REQUIRED TASKS:
1 - Using the article about Elena Arbon's move from Bohol to Cebu, explain in one to three sentences why she was transferred to Cebu.
2 - Write the next part of the article about Elena Arbon's move from Bohol to Cebu, following on from its final paragraph.

TEXT FOR ANALYSIS:

# # #

From Bohol to Cebu

NEWLY installed Department of Trade and Industry (DTI) Cebu Director Elena Arbon is no stranger to Cebu’s trade and commerce.

Her 10-year stint as the DTI Provincial Director of Bohol, one of Cebu’s staunch supporters in many entrepreneurship programs, has helped her familiarize the way around the industries, even those that aren’t present yet in Bohol.

“I am excited for Cebu, because I have a lot of ideas (to share),” said Arbon, who has been in the position for more than a week now.

She’s been meeting with DTI-Cebu officials to play catch-up with the different programs being implemented, especially for the province’s priority sectors.

Former DTI-Cebu Provincial Director Nelia Navarro moved up the ladder and is now the assistant regional director of DTI 7. The movement has prompted the transfer of Arbon to Cebu.

“DTI Undersecretary Zenaida Maglaya decided to transfer me here because she thinks Bohol has grown too small for me,” she said.

After her brief work in a local government unit in Dumaguete, the accountancy graduate of Siliman University opted to work in DTI in 1982. Since then, she blossomed from a division chief for business development in Dumaguete for more than 20 years to provincial director in Siquijor for two years and Bohol for 10 years.

“I spent more than 30 years in DTI. Technically, this is my first job after graduation,” she said, admitting that she worked in an LGU to keep her busy while waiting for the results of her licensure examination.

Instead of working in a bank, Arbon said she chose to work in DTI, a decision she’s been happy about since day one.

“It is different working in DTI. Personally, I don’t like routine jobs. That’s why I’m here. Working in this agency is always exciting. You get to learn new things every day and you get to meet a lot of new people every day. Plus, this agency helps unleash the creativity in you,” she said.

“You have the freedom to own projects,” she added.

One of Arbon’s biggest projects in Bohol was the establishment of the country’s first Fabrication Laboratory (FabLab) Shared Service Facility (SSF) at the Bohol Island State University (Bisu).

This P9.15-million project funded by the DTI, Japan International Cooperation Agency, Bisu and the Department of Science and Technology (DOST) is a technical prototyping platform for innovation and invention that allows local manufacturers to make prototypes and products such as equipment, machinery and electronic gadgets; create scale models, illustrate graphic designs and mass-produce products among others.

# # #

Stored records
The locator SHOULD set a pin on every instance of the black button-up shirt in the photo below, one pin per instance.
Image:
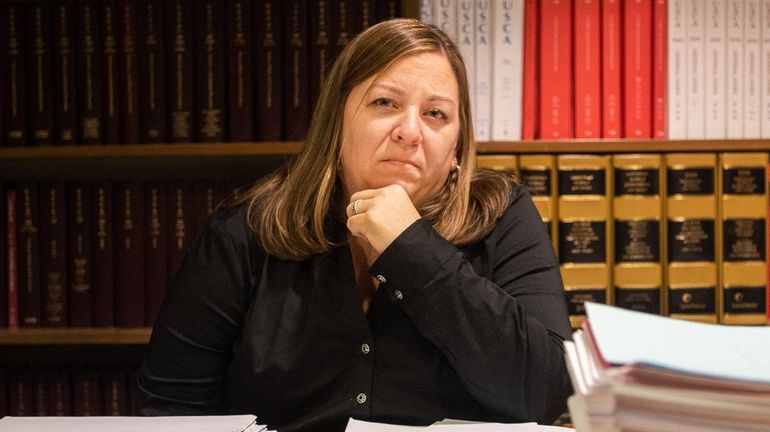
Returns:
(471, 333)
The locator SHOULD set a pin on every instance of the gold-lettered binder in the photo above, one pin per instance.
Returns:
(638, 234)
(743, 206)
(583, 233)
(692, 233)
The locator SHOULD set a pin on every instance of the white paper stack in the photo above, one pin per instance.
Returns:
(640, 372)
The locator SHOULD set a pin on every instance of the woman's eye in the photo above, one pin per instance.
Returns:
(435, 113)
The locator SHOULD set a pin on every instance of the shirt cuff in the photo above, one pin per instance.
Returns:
(413, 259)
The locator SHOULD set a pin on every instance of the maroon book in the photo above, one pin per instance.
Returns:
(20, 395)
(210, 67)
(151, 58)
(102, 254)
(269, 70)
(179, 69)
(111, 71)
(115, 391)
(39, 61)
(88, 394)
(128, 72)
(182, 214)
(296, 96)
(321, 49)
(79, 254)
(158, 228)
(14, 85)
(240, 70)
(129, 255)
(64, 75)
(59, 393)
(53, 257)
(88, 27)
(41, 397)
(30, 296)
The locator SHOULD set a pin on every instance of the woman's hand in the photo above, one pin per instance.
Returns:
(378, 216)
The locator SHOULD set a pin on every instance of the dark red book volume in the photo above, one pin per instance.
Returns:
(14, 85)
(79, 256)
(30, 298)
(128, 72)
(39, 61)
(103, 254)
(129, 255)
(88, 26)
(269, 70)
(151, 59)
(53, 257)
(210, 71)
(158, 227)
(240, 70)
(64, 75)
(179, 69)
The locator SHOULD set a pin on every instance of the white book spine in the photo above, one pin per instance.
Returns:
(483, 69)
(696, 73)
(446, 14)
(677, 69)
(466, 30)
(765, 71)
(508, 48)
(751, 60)
(735, 75)
(716, 69)
(426, 11)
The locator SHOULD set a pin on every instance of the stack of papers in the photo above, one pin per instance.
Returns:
(640, 372)
(230, 423)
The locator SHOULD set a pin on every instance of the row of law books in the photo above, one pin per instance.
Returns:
(556, 69)
(61, 391)
(676, 234)
(637, 372)
(89, 253)
(91, 72)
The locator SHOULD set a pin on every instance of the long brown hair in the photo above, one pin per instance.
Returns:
(291, 209)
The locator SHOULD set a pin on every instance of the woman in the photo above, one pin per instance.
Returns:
(378, 276)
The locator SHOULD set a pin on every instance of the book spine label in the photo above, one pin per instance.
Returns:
(587, 69)
(40, 59)
(637, 214)
(583, 231)
(64, 76)
(659, 68)
(743, 263)
(269, 85)
(89, 73)
(240, 70)
(677, 69)
(691, 236)
(483, 69)
(179, 46)
(716, 69)
(556, 69)
(111, 65)
(102, 254)
(507, 34)
(128, 72)
(53, 265)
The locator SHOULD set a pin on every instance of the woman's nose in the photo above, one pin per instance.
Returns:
(407, 129)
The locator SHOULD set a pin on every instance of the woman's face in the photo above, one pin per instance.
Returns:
(401, 126)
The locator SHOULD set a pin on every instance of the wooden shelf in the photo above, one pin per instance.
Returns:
(75, 336)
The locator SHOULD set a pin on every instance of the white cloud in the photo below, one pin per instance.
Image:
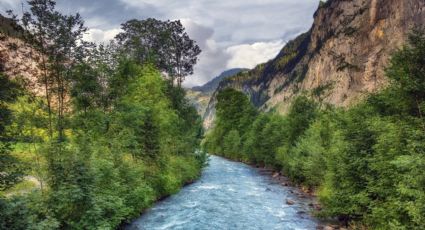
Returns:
(236, 33)
(250, 55)
(101, 36)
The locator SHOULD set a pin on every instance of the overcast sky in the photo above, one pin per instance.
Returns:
(231, 33)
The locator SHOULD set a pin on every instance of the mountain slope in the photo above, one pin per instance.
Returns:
(200, 95)
(339, 60)
(212, 85)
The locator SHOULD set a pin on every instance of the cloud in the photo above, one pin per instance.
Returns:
(101, 36)
(237, 33)
(250, 55)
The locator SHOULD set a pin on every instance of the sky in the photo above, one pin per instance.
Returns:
(231, 33)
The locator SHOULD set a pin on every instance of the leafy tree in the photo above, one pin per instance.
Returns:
(10, 168)
(164, 43)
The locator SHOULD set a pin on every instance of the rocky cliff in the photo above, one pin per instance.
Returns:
(18, 59)
(200, 95)
(339, 60)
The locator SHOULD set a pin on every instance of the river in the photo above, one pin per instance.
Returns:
(229, 195)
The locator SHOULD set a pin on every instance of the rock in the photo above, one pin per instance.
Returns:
(290, 202)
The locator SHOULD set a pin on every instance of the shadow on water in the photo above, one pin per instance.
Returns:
(229, 195)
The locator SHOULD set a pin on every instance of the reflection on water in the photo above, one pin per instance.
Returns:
(229, 195)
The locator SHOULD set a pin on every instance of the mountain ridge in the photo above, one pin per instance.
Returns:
(339, 60)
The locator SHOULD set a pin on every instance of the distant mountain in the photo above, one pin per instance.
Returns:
(212, 85)
(200, 96)
(340, 59)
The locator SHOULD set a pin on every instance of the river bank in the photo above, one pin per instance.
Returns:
(230, 195)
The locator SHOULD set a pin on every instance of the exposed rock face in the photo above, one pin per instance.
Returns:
(341, 58)
(18, 59)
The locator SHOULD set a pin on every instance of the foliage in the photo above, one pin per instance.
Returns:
(109, 136)
(366, 162)
(164, 43)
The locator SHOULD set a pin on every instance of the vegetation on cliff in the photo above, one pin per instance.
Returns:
(109, 136)
(366, 162)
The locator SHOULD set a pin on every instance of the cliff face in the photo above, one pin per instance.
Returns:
(341, 58)
(18, 59)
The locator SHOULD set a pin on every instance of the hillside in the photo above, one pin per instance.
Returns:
(339, 60)
(201, 95)
(18, 59)
(212, 85)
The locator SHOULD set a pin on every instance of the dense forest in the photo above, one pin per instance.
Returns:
(104, 131)
(366, 163)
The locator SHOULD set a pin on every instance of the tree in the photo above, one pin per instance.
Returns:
(57, 37)
(163, 43)
(10, 168)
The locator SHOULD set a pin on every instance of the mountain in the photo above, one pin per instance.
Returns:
(200, 95)
(339, 60)
(212, 85)
(17, 58)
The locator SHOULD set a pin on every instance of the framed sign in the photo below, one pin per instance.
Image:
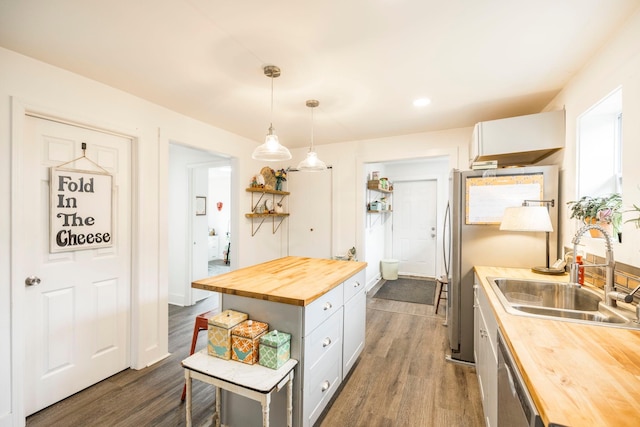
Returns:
(81, 209)
(488, 197)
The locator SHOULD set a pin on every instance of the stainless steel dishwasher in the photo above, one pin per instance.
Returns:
(515, 406)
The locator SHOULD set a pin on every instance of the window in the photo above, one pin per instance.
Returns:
(600, 147)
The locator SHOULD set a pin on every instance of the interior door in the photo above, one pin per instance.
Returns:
(414, 226)
(310, 205)
(199, 230)
(77, 317)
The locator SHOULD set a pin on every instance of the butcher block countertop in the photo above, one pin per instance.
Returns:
(289, 280)
(578, 375)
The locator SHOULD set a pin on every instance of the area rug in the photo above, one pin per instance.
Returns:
(419, 291)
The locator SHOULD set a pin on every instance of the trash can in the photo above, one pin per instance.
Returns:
(389, 268)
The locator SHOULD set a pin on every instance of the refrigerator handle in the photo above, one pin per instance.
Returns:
(446, 239)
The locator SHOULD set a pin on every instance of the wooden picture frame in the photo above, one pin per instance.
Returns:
(201, 205)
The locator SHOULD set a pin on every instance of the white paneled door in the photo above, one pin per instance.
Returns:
(76, 319)
(310, 205)
(414, 226)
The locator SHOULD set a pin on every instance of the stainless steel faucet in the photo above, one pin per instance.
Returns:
(611, 296)
(609, 263)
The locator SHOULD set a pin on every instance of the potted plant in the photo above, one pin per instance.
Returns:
(602, 210)
(636, 220)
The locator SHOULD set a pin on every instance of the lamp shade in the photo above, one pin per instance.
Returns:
(271, 150)
(526, 218)
(312, 163)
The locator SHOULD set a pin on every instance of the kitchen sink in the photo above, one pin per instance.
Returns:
(561, 301)
(548, 294)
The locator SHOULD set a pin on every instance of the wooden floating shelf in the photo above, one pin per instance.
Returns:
(267, 191)
(265, 215)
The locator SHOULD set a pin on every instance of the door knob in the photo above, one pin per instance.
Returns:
(32, 280)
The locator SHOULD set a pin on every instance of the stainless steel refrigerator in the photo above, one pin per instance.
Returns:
(473, 237)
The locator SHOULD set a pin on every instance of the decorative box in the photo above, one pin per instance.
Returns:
(275, 349)
(245, 340)
(219, 332)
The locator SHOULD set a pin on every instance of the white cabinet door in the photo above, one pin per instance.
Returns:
(485, 347)
(355, 313)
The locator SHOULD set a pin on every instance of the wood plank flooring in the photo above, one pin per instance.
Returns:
(401, 379)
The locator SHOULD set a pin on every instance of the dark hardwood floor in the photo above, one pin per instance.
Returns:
(401, 379)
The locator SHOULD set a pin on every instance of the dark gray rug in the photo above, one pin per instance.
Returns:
(419, 291)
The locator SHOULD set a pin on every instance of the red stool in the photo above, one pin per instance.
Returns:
(202, 324)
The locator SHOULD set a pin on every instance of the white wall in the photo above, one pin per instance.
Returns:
(219, 191)
(617, 64)
(26, 84)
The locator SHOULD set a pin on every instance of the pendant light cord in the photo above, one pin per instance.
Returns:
(312, 122)
(271, 121)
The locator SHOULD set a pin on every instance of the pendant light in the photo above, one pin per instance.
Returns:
(271, 150)
(312, 163)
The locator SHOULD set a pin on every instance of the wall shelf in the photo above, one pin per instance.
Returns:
(259, 217)
(373, 193)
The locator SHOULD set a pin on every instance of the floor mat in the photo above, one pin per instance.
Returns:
(419, 291)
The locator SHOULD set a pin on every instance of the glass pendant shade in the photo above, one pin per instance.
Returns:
(312, 163)
(271, 150)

# # #

EXPECTED RESPONSES:
1 - Former DTI-Cebu Provincial Director Nelia Navarro moved up to assistant regional director of DTI 7, and that change prompted Arbon's transfer. Arbon said DTI Undersecretary Zenaida Maglaya decided to move her because Maglaya thinks Bohol has grown too small for her.

2 -
“The Bohol FabLab has been doing well. I hope to see the same success here in Cebu as we open our first FabLab here, hopefully by June, in UP Cebu in Lahug,” she said.

Under her leadership, Arbon envisions to connect Cebu-based industries through the value-chain approach, a strategy she found effective in helping, not only industries, but also allowing micro, small and medium entrepreneurs (MSMEs) to take part in the whole operation.

“Programs of the priority sectors will continue, but we will inject the value-chain approach to help meet targets of these sectors,” she said.

The priority sectors of Cebu province include tourism (which covers processed food, homestyle/ gifts, decorations and housewares, souvenirs, wearables and fashion accessories); coffee; cacao; coco-based products; agri-fishery products; furniture and furnishings; processed food (meat, marine products and delicacies); health and wellness; creative; shipbuilding; and processed fruits and nuts.

Local digital innovators have also found a champion in DTI as the new DTI-Cebu chief promised to also support the growing community of digital startups.

“We will explore opportunities in information and technology (IT)- based startups to create a stronger ecosystem here,” she said. Arbon is set to meet the stakeholders of Cebu’s startup community.

Given the level of job stress in government jobs, especially for an agency like the DTI, whose nature of work is fast-evolving, Arbon shared that she enjoys the pleasures of reading a good book and some retail therapy.